##### MATERIAL FOR THIS TASK
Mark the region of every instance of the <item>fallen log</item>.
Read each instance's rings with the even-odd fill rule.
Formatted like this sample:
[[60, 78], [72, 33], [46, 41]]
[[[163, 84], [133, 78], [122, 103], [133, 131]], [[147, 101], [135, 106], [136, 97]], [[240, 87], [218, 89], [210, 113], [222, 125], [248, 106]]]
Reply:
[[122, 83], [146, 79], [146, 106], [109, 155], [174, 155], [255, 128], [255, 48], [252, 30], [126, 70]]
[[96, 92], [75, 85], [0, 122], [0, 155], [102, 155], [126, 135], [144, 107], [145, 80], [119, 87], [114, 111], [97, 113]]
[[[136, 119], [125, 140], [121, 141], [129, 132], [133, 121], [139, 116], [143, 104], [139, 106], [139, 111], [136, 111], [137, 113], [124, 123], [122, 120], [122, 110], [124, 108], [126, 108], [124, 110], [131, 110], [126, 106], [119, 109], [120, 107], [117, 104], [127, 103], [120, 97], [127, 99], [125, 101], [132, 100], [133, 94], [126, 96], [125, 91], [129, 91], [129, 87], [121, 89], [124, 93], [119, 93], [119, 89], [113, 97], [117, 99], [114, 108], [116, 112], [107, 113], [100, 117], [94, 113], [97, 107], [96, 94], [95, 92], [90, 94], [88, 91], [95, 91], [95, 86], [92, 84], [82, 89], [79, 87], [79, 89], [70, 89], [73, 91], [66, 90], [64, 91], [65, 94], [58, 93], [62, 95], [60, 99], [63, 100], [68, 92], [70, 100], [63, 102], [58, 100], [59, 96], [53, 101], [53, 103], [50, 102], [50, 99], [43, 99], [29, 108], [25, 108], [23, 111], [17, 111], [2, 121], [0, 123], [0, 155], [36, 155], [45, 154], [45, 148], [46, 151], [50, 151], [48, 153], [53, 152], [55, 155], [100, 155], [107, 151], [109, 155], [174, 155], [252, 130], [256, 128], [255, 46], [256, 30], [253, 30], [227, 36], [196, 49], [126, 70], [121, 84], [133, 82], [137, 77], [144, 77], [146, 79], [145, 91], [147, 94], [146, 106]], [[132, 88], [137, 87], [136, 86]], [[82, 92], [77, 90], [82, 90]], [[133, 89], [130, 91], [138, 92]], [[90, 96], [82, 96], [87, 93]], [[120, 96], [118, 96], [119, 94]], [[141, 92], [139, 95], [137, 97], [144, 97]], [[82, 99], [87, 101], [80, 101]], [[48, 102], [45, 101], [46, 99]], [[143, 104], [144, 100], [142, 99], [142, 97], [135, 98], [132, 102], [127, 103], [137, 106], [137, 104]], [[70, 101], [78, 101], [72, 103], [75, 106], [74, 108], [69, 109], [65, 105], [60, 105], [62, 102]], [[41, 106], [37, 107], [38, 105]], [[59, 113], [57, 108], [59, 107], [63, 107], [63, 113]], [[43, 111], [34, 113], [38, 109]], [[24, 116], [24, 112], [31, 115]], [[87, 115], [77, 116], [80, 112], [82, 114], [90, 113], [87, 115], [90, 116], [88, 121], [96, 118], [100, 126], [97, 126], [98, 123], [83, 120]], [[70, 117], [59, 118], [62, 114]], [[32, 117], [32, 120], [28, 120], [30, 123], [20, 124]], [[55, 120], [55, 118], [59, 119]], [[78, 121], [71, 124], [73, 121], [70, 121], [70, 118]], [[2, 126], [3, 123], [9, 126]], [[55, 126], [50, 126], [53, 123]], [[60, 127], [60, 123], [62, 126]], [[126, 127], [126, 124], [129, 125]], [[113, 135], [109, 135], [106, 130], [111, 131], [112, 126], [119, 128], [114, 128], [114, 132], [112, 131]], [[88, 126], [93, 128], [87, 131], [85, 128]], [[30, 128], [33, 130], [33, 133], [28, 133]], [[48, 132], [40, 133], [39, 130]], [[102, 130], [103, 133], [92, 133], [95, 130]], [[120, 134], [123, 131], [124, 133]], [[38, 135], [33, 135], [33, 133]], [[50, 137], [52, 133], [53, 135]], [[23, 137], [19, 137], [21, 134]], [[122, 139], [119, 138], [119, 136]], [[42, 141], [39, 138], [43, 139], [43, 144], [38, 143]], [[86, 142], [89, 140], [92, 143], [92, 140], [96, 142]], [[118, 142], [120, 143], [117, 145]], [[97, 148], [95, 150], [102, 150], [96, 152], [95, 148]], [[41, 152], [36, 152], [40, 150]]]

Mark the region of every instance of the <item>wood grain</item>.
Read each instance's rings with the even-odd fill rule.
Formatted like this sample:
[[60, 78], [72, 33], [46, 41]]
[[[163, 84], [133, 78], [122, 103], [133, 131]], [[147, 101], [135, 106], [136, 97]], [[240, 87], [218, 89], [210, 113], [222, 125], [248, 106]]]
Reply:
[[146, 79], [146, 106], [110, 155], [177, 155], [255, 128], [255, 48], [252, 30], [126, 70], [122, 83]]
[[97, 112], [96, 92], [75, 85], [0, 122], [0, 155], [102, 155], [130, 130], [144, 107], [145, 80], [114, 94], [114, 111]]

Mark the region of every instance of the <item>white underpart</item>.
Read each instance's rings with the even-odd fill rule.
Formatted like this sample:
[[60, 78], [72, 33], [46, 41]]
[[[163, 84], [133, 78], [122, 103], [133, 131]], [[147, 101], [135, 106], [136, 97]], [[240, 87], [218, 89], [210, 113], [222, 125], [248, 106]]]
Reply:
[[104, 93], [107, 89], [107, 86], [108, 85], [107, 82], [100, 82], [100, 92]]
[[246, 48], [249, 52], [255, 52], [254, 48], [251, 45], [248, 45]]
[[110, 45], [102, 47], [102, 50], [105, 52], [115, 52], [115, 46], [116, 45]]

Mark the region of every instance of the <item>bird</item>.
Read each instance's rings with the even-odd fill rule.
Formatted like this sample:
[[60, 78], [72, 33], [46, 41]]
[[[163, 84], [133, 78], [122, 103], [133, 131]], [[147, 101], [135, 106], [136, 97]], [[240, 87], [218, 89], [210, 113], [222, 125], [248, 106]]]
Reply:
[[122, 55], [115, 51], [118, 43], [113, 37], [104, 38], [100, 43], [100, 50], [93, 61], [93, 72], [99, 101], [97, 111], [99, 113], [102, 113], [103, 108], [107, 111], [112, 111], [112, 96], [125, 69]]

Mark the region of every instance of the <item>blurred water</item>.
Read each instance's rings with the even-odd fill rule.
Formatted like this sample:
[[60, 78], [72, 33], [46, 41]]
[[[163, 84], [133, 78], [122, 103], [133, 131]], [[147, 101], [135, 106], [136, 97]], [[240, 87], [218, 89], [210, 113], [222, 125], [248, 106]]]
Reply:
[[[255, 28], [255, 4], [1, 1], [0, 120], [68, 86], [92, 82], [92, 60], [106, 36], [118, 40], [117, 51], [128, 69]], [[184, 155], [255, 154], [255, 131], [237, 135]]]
##########
WRITTEN INSTRUCTION — Rewrite every line of the listing above as a JSON list of strings, with one string per line and blank lines omitted.

OUTPUT OF THE TASK —
[
  "Mark the region of every instance of the <item>fallen log</item>.",
  "Read each instance's rings with the even-odd fill rule.",
  "Formatted like this sample:",
  "[[60, 78], [72, 33], [46, 41]]",
  "[[[163, 84], [133, 78], [122, 103], [133, 131]], [[147, 101], [135, 106], [136, 97]], [[240, 87], [218, 89], [210, 113], [222, 125], [248, 106]]]",
  "Reply:",
  "[[122, 83], [146, 79], [146, 106], [109, 155], [174, 155], [255, 128], [255, 48], [252, 30], [126, 70]]",
  "[[96, 92], [75, 85], [0, 122], [0, 155], [102, 155], [126, 135], [144, 107], [145, 80], [119, 87], [114, 111], [97, 113]]",
  "[[[136, 119], [125, 140], [121, 141], [129, 132], [133, 121], [139, 116], [143, 104], [139, 106], [139, 111], [136, 111], [137, 113], [124, 123], [122, 120], [122, 110], [124, 108], [126, 108], [124, 110], [131, 110], [126, 106], [119, 109], [120, 107], [117, 104], [127, 103], [120, 97], [127, 99], [125, 101], [132, 100], [133, 94], [126, 96], [125, 91], [129, 91], [129, 87], [121, 89], [124, 93], [119, 93], [119, 89], [113, 97], [117, 99], [114, 108], [116, 112], [107, 113], [100, 117], [94, 113], [97, 107], [96, 94], [95, 92], [90, 94], [88, 91], [95, 91], [95, 86], [92, 84], [82, 89], [79, 87], [79, 89], [70, 89], [73, 91], [66, 90], [64, 91], [65, 94], [58, 93], [62, 95], [60, 99], [63, 100], [68, 92], [70, 100], [63, 102], [58, 100], [59, 96], [53, 101], [53, 103], [50, 102], [50, 99], [43, 99], [29, 108], [25, 108], [23, 111], [17, 111], [2, 121], [0, 123], [0, 155], [36, 155], [45, 154], [45, 148], [46, 151], [50, 151], [48, 153], [53, 152], [55, 155], [100, 155], [107, 151], [109, 155], [174, 155], [252, 130], [256, 128], [255, 46], [256, 30], [253, 30], [227, 36], [196, 49], [126, 70], [121, 84], [133, 82], [137, 77], [144, 77], [146, 79], [145, 91], [147, 94], [146, 106]], [[132, 88], [137, 87], [136, 86]], [[82, 92], [77, 90], [82, 90]], [[133, 89], [130, 91], [138, 92]], [[90, 96], [82, 96], [87, 93]], [[120, 96], [118, 96], [119, 94]], [[141, 92], [139, 95], [137, 97], [144, 97]], [[82, 99], [87, 101], [80, 101]], [[48, 102], [45, 101], [46, 99]], [[143, 104], [144, 100], [142, 99], [142, 97], [135, 98], [132, 102], [127, 103], [137, 106], [137, 104]], [[70, 101], [78, 101], [72, 103], [75, 106], [74, 108], [69, 109], [65, 105], [60, 105], [62, 102]], [[41, 106], [37, 107], [38, 105]], [[59, 113], [57, 108], [59, 107], [63, 107], [63, 113]], [[43, 111], [34, 113], [38, 109]], [[24, 116], [24, 112], [31, 115]], [[87, 115], [77, 116], [80, 112], [82, 114], [90, 113], [87, 115], [90, 116], [88, 121], [96, 118], [100, 126], [97, 126], [98, 123], [83, 120]], [[70, 117], [59, 118], [62, 114]], [[32, 117], [32, 120], [28, 120], [30, 123], [20, 124]], [[55, 120], [55, 118], [59, 119]], [[78, 121], [71, 124], [73, 121], [70, 121], [70, 118]], [[2, 126], [3, 123], [9, 126]], [[55, 126], [50, 126], [53, 123]], [[60, 127], [60, 123], [62, 126]], [[126, 127], [126, 124], [129, 125]], [[113, 135], [109, 135], [106, 130], [111, 131], [112, 126], [119, 128], [114, 128], [114, 132], [112, 131]], [[88, 126], [93, 128], [87, 131], [85, 128]], [[30, 128], [33, 130], [33, 133], [28, 133]], [[48, 132], [40, 133], [39, 130]], [[102, 130], [103, 133], [92, 133], [95, 130]], [[120, 134], [123, 131], [124, 133]], [[38, 135], [33, 135], [33, 133]], [[50, 137], [52, 133], [53, 135]], [[23, 137], [19, 137], [21, 134]], [[122, 139], [119, 138], [119, 136]], [[42, 141], [39, 138], [43, 139], [43, 144], [38, 143]], [[86, 142], [89, 140], [92, 143], [92, 140], [96, 142]], [[118, 142], [120, 143], [117, 145]], [[97, 148], [95, 150], [102, 150], [96, 152], [95, 148]], [[41, 152], [36, 152], [40, 150]]]",
  "Mark the region of every instance of the <item>wood grain</item>.",
  "Read each instance's rings with the even-odd fill rule.",
  "Formatted like this sample:",
  "[[60, 78], [72, 33], [46, 41]]",
  "[[[163, 84], [133, 78], [122, 103], [133, 131]], [[147, 101], [135, 106], [136, 97]], [[240, 87], [218, 89], [210, 113], [222, 125], [248, 106]]]",
  "Reply:",
  "[[146, 79], [146, 106], [110, 155], [177, 155], [255, 128], [255, 48], [252, 30], [126, 70], [122, 83]]",
  "[[97, 112], [96, 92], [75, 85], [0, 122], [0, 155], [102, 155], [130, 130], [144, 107], [145, 80], [114, 94], [114, 111]]",
  "Mark the region of every instance of the <item>white underpart</item>.",
  "Read each instance's rings with the even-odd fill rule.",
  "Formatted like this sample:",
  "[[60, 78], [72, 33], [46, 41]]",
  "[[[163, 84], [133, 78], [122, 103], [133, 131]], [[147, 101], [135, 106], [136, 97]], [[240, 87], [218, 89], [210, 113], [222, 125], [248, 106]]]",
  "Reply:",
  "[[104, 93], [107, 89], [107, 86], [108, 85], [107, 82], [100, 82], [100, 92]]",
  "[[246, 48], [249, 52], [255, 52], [254, 48], [251, 45], [248, 45]]",
  "[[110, 45], [102, 47], [102, 50], [105, 52], [115, 52], [115, 46], [116, 45]]",
  "Mark the region of every instance of the <item>bird</item>.",
  "Read each instance's rings with the even-odd fill rule.",
  "Formatted like this sample:",
  "[[60, 78], [72, 33], [46, 41]]",
  "[[[163, 84], [133, 78], [122, 103], [133, 131]], [[147, 101], [135, 106], [136, 97]], [[240, 87], [218, 89], [210, 113], [222, 125], [248, 106]]]",
  "Reply:",
  "[[122, 55], [115, 51], [118, 43], [113, 37], [104, 38], [100, 43], [100, 50], [93, 61], [93, 72], [99, 101], [97, 111], [99, 113], [102, 113], [103, 108], [107, 111], [112, 111], [112, 96], [125, 69]]",
  "Mark the region of every instance of the <item>blurred water</item>.",
  "Read each instance's rings with the even-odd fill rule.",
  "Formatted like this sample:",
  "[[60, 78], [72, 33], [46, 41]]",
  "[[[163, 84], [133, 78], [122, 103], [133, 131]], [[147, 101], [135, 106], [136, 97]], [[240, 87], [218, 89], [210, 113], [222, 125], [248, 106]]]",
  "Reply:",
  "[[[255, 28], [255, 4], [1, 1], [0, 120], [68, 86], [92, 82], [92, 60], [106, 36], [118, 40], [117, 51], [128, 69]], [[184, 155], [255, 154], [255, 131], [237, 135]]]"
]